** START TEXT TO READ **

= Point groups in two dimensions =

Geometry concept

The Bauhinia blakeana flower on the Hong Kong flag has C_{5} symmetry; the star on each petal has D_{5} symmetry.

In geometry, a two-dimensional point group or rosette group is a group of geometric symmetries (isometries) that keep at least one point fixed in a plane. Every such group is a subgroup of the orthogonal group O(2), including O(2) itself. Its elements are rotations and reflections, and every such group containing only rotations is a subgroup of the special orthogonal group SO(2), including SO(2) itself. That group is isomorphic to R/Z and the first unitary group, U(1), a group also known as the circle group.

The two-dimensional point groups are important as a basis for the axial three-dimensional point groups, with the addition of reflections in the axial coordinate. They are also important in symmetries of organisms, like starfish and jellyfish, and organism parts, like flowers.

== Discrete groups ==

There are two families of discrete two-dimensional point groups, and they are specified with parameter n, which is the order of the group of the rotations in the group.

| Group | Intl | Orbifold | Coxeter |  | Order | Description |
|---|---|---|---|---|---|---|
| C_{n} | n | n• | [n]^{+} |  | n | Cyclic: n-fold rotations. Abstract group Z_{n}, the group of integers under addition modulo n.^{[citation needed]} |
| D_{n} | nm | *n• | [n] |  | 2n | Dihedral: n-fold rotations and n-fold reflections. Abstract group Dih_{n}, the dihedral group. |

Intl refers to Hermann–Mauguin notation or international notation, often used in crystallography. In the infinite limit, these groups become the one-dimensional line groups.

If a group is a symmetry of a two-dimensional lattice or grid, then the crystallographic restriction theorem restricts the value of n to 1, 2, 3, 4, and 6 for both families. There are thus 10 two-dimensional crystallographic point groups:
- C_{1}, C_{2}, C_{3}, C_{4}, C_{6},
- D_{1}, D_{2}, D_{3}, D_{4}, D_{6}

The groups may be constructed as follows:
- C_{n}. Generated by an element also called C_{n}, which corresponds to a rotation by angle 2π/n. Its elements are E (the identity), C_{n}, C_{n}^{2}, ..., C_{n}^{n−1}, corresponding to rotation angles 0, 2π/n, 4π/n, ..., 2(n − 1)π/n.

** END TEXT TO READ **
** START GIVEN RECORDS **

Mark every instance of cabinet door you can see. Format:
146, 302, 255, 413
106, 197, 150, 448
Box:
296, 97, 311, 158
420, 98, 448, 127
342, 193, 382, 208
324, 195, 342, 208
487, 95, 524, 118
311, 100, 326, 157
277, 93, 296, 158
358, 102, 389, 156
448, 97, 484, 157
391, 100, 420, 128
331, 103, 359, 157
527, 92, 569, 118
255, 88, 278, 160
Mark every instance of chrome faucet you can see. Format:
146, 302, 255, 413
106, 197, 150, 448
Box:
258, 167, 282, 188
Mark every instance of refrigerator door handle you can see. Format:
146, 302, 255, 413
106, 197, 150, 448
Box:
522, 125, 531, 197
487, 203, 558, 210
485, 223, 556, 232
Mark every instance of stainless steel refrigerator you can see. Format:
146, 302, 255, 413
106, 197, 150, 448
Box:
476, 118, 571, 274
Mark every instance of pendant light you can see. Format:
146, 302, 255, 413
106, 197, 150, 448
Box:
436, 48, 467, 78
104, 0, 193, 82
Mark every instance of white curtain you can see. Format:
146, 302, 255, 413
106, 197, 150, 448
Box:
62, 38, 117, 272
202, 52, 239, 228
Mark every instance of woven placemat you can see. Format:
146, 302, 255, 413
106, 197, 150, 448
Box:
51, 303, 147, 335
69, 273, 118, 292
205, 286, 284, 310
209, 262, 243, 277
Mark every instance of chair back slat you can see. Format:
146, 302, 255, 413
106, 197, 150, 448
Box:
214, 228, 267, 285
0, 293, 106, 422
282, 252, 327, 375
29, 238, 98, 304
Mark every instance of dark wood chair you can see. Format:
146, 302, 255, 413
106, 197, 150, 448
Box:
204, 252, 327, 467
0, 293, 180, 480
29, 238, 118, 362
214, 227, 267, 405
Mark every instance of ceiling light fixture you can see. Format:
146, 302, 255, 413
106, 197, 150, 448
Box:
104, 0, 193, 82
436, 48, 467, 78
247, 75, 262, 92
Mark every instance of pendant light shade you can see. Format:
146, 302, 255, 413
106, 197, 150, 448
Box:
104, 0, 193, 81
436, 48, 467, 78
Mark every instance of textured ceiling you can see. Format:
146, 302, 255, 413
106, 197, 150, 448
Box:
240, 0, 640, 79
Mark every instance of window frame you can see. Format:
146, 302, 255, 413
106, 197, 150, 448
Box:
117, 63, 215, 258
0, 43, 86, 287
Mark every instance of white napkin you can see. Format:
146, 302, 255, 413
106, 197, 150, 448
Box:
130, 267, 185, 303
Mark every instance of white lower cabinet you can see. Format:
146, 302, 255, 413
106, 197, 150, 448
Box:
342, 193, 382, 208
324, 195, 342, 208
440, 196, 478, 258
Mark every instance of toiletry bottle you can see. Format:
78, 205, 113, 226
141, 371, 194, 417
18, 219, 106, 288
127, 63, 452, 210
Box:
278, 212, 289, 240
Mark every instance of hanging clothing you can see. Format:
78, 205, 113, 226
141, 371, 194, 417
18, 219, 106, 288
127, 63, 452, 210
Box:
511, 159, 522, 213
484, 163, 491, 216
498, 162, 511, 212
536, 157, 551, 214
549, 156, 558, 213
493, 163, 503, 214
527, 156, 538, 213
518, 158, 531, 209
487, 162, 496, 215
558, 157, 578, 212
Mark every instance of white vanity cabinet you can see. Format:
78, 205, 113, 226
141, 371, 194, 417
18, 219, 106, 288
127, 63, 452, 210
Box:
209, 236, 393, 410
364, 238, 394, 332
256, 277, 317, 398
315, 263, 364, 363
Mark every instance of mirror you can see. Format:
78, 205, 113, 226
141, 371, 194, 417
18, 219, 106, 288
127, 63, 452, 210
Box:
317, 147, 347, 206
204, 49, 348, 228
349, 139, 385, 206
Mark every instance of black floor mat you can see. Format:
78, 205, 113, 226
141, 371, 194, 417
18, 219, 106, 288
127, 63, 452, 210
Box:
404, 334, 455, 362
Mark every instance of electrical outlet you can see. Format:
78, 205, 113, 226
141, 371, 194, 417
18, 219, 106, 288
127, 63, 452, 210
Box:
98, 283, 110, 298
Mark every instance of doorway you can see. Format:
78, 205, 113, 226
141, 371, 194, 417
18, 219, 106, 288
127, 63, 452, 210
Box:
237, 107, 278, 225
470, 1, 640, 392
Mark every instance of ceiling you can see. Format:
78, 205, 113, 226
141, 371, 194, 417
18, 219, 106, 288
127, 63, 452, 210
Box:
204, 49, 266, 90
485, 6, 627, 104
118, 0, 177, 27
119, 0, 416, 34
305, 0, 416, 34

** END GIVEN RECORDS **

• EXERCISE INSTRUCTIONS
1) Rewrite the stretch of the point groups text from "There are two" through "one-dimensional line groups.", switching out "crystallography" in favor of "materials science".
2) Pick up the text on two-dimensional point groups after its last sentence and keep writing it.
The listing has no connection to the text on two-dimensional point groups.

• ANSWERS FOR THE TASKS
1)
There are two families of discrete two-dimensional point groups, and they are specified with parameter n, which is the order of the group of the rotations in the group.

| Group | Intl | Orbifold | Coxeter |  | Order | Description |
|---|---|---|---|---|---|---|
| C_{n} | n | n• | [n]^{+} |  | n | Cyclic: n-fold rotations. Abstract group Z_{n}, the group of integers under addition modulo n.^{[citation needed]} |
| D_{n} | nm | *n• | [n] |  | 2n | Dihedral: n-fold rotations and n-fold reflections. Abstract group Dih_{n}, the dihedral group. |

Intl refers to Hermann–Mauguin notation or international notation, often used in materials science. In the infinite limit, these groups become the one-dimensional line groups.

2)
- D_{n}. Generated by element C_{n} and reflection σ. Its elements are the elements of group C_{n}, with elements σ, C_{n}σ, C_{n}^{2}σ, ..., C_{n}^{n−1}σ added. These additional ones correspond to reflections across lines with orientation angles 0, π/n, 2π/n, ..., (n − 1)π/n. D_{n} is thus a semidirect product of C_{n} and the group (E,σ).

All of these groups have distinct abstract groups, except for C_{2} and D_{1}, which share abstract group Z_{2}. All of the cyclic groups are abelian or commutative, but only two of the dihedral groups are: D_{1} ~ Z_{2} and D_{2} ~ Z_{2}×Z_{2}. In fact, D_{3} is the smallest nonabelian group.

For even n, the Hermann–Mauguin symbol nm is an abbreviation for the full symbol nmm, as explained below. The n in the H-M symbol denotes n-fold rotations, while the m denotes reflection or mirror planes.

| Parity of n | Full Intl | Reflection lines for regular polygon |
|---|---|---|
| Even n | nmm | vertex to vertex, edge center to edge center (2 families, 2 m's) |
| Odd n | nm | vertex to edge center (1 family, 1 m) |

== More general groups ==

These groups are readily constructed with two-dimensional orthogonal matrices.

The continuous cyclic group SO(2) or C_{∞} and its subgroups have elements that are rotation matrices:
$$R(\theta) =
\begin{bmatrix}
\cos \theta & -\sin \theta \\
\sin \theta & \cos \theta \\
\end{bmatrix}$$
where SO(2) has any possible θ. Not surprisingly, SO(2) and its subgroups are all abelian; addition of rotation angles commutes.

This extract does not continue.